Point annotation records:
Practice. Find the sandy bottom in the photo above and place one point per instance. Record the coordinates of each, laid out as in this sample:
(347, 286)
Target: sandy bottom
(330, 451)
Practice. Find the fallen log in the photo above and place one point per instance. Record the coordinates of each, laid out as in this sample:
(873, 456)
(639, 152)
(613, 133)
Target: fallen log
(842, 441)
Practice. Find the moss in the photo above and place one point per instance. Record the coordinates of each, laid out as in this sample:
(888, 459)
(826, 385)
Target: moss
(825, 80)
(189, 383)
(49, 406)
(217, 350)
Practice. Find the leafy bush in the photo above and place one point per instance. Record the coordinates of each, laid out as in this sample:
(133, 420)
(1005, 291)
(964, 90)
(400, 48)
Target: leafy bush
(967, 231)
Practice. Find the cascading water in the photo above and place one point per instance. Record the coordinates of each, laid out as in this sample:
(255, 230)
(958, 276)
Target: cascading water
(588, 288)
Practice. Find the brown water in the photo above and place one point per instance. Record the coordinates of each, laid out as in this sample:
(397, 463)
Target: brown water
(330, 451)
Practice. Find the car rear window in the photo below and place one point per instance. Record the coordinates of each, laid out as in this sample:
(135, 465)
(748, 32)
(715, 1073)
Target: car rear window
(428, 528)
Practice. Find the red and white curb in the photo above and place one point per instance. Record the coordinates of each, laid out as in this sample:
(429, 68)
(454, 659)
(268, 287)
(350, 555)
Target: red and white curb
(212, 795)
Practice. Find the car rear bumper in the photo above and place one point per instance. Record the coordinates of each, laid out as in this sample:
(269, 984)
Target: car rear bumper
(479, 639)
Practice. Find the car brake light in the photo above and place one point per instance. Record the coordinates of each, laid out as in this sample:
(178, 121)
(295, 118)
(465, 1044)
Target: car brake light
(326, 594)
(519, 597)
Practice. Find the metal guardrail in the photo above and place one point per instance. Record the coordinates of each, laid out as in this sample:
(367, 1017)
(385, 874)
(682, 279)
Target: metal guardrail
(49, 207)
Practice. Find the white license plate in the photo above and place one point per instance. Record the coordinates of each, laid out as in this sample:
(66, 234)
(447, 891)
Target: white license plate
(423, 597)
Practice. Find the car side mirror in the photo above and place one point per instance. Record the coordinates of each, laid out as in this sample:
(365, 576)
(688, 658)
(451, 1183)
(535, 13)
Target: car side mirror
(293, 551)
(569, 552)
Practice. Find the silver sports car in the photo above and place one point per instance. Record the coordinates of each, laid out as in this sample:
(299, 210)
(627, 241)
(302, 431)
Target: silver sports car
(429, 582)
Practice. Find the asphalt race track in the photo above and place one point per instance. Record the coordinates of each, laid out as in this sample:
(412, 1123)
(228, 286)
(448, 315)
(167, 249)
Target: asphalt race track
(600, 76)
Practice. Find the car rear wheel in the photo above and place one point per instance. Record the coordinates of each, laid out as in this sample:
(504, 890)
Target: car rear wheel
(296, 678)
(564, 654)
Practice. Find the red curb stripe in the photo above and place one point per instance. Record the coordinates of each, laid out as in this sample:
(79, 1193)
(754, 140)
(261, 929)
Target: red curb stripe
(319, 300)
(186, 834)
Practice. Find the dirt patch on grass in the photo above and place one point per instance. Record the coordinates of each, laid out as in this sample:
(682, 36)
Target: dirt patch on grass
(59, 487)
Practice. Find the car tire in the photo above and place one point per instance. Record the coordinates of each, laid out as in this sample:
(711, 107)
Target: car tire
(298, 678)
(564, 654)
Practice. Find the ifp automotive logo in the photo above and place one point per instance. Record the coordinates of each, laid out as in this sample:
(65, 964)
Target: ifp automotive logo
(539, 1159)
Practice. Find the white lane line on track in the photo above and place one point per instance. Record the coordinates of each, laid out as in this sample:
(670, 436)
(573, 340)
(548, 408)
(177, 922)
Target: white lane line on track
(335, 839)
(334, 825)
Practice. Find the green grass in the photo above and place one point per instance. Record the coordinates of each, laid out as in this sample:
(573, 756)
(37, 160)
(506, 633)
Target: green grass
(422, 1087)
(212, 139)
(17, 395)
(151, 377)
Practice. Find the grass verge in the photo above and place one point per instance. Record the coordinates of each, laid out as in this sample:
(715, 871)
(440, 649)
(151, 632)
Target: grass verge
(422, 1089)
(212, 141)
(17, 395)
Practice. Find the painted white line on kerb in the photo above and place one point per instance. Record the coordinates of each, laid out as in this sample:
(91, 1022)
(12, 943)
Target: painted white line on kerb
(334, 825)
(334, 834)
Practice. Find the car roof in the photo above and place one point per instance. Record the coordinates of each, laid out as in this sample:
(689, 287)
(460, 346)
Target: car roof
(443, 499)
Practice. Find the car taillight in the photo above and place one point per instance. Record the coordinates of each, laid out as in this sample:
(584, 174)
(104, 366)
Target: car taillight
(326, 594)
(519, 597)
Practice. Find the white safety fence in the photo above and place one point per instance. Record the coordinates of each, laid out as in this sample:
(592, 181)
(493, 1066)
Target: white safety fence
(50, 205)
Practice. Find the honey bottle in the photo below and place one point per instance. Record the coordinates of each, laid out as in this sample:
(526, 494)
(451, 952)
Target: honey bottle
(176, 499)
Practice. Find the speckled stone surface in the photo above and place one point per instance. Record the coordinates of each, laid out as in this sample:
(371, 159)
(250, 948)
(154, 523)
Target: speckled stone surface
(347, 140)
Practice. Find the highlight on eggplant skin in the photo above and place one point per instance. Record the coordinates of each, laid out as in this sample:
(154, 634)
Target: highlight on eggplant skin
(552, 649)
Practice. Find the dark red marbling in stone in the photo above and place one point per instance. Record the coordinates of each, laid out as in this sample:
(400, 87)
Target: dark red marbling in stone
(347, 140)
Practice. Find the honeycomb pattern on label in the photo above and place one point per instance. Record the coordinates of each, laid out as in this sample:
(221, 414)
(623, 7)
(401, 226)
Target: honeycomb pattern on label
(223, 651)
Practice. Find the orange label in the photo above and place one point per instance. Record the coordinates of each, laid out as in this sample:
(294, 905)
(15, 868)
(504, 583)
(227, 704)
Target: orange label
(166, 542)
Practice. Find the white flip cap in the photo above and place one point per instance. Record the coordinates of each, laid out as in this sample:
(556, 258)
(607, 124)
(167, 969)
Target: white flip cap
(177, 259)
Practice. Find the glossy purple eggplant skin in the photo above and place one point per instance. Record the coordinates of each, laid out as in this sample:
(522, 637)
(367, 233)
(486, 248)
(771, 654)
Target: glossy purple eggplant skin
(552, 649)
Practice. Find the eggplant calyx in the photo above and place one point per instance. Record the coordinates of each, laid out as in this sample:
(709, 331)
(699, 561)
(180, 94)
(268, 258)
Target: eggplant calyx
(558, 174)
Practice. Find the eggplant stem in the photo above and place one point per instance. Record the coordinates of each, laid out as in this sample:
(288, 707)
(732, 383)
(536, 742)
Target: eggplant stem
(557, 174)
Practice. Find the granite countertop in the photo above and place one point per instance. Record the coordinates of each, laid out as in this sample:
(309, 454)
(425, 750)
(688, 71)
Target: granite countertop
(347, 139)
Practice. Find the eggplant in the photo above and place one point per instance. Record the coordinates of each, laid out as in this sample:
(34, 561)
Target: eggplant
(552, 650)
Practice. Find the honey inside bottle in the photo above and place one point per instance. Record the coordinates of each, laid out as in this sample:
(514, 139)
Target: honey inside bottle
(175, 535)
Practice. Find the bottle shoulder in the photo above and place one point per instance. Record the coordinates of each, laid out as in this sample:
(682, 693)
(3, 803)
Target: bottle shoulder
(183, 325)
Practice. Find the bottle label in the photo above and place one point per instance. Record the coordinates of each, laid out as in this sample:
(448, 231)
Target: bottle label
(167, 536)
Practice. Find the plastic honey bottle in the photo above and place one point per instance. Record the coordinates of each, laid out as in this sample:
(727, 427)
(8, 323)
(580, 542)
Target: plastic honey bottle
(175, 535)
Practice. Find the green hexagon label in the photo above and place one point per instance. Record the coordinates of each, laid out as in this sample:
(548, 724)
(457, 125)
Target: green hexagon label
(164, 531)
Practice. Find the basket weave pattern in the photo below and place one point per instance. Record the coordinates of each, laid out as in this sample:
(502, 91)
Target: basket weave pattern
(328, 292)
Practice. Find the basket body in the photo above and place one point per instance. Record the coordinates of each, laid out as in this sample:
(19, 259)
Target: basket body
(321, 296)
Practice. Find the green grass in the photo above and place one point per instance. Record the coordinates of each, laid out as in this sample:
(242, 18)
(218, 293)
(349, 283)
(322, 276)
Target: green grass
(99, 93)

Written task: Rewrite the entries from the line containing "Practice. Find the white license" through the line containing "(539, 1159)", swapping "silver sports car" for "red sports car" and leaving everything else the same.

Solution to the exercise:
Practice. Find the white license plate in the photo above and place one point per instance. Record the coordinates of each, laid out as in this sample:
(66, 234)
(447, 891)
Target: white license plate
(423, 597)
Practice. Find the car side mirror in the photo above and place one point per instance. Record the coordinates of each, laid out as in this sample:
(365, 576)
(688, 658)
(451, 1183)
(535, 13)
Target: car side mirror
(293, 551)
(569, 552)
Practice. Find the red sports car in the photo above and place one point per instance. Record the coordinates of each, laid out as in this sample:
(299, 210)
(627, 241)
(302, 431)
Target: red sports car
(429, 582)
Practice. Find the asphalt race track in the photo above and place one point per instance. Record the coordinates of each, laid out as in this sample:
(412, 1123)
(228, 286)
(448, 315)
(167, 249)
Target: asphalt race track
(600, 76)
Practice. Find the car rear wheel in the photo above and place one point per instance. Record the coordinates of each, laid out as in this sample:
(504, 890)
Target: car rear wheel
(296, 678)
(564, 654)
Practice. Find the red curb stripe in the photo above and place one point per instance. Record the coordinates of each, laid out as in this sample:
(79, 1193)
(754, 140)
(261, 929)
Target: red curb stripe
(319, 300)
(186, 834)
Practice. Find the dirt patch on grass in the photo above and place one point per instance. Record the coordinates of each, laid out as in this sample:
(682, 36)
Target: dirt patch on grass
(59, 487)
Practice. Find the car tire in the photo above and place one point per instance. Record the coordinates of each, laid out as in this sample:
(711, 107)
Target: car tire
(298, 678)
(564, 654)
Practice. Find the ifp automotive logo in the photo above and place one point per instance. Record the coordinates of each, laid out as in this sample:
(65, 964)
Target: ifp automotive logo
(539, 1159)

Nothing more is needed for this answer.